▸ DIRECTIONS FOR THIS TASK:
Pull out each line of the items below that contains the string "rubber". Uppercase and lowercase count as different letters.

▸ RECORDS SHOWN:
'''

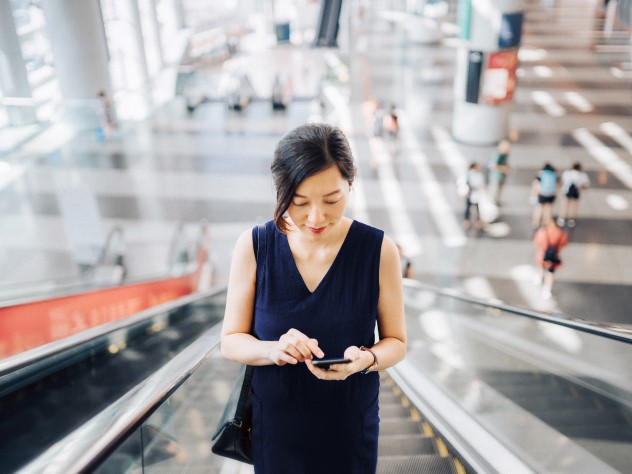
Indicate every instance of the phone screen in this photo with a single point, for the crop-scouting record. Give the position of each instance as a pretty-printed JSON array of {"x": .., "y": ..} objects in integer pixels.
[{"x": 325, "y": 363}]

'''
'''

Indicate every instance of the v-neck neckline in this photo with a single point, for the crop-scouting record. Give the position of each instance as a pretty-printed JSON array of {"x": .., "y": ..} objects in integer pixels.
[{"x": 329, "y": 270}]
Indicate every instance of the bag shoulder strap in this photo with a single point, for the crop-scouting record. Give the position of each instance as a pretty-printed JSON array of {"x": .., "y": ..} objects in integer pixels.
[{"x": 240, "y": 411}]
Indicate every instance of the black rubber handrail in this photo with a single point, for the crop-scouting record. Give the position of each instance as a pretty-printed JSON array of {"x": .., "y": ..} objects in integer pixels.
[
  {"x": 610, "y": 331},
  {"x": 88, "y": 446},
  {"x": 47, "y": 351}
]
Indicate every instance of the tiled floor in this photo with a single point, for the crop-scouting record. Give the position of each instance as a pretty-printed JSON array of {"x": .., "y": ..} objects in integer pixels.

'''
'''

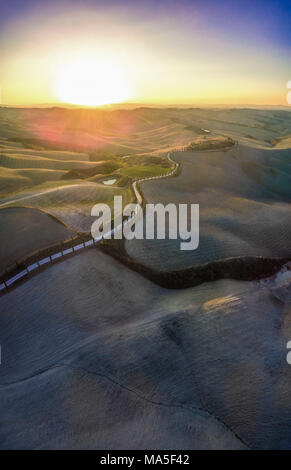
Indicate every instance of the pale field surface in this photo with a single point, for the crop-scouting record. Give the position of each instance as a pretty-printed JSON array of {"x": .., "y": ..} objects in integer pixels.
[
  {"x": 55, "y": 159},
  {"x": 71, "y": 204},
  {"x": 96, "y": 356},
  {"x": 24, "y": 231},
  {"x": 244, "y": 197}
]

'''

▸ FULL ANSWER:
Indicate every instance of the black rubber handrail in this photo with a single point, for the crop-scouting record. Give the position of each instance as a pretty-printed JSON array of {"x": .., "y": ..} objects in integer pixels.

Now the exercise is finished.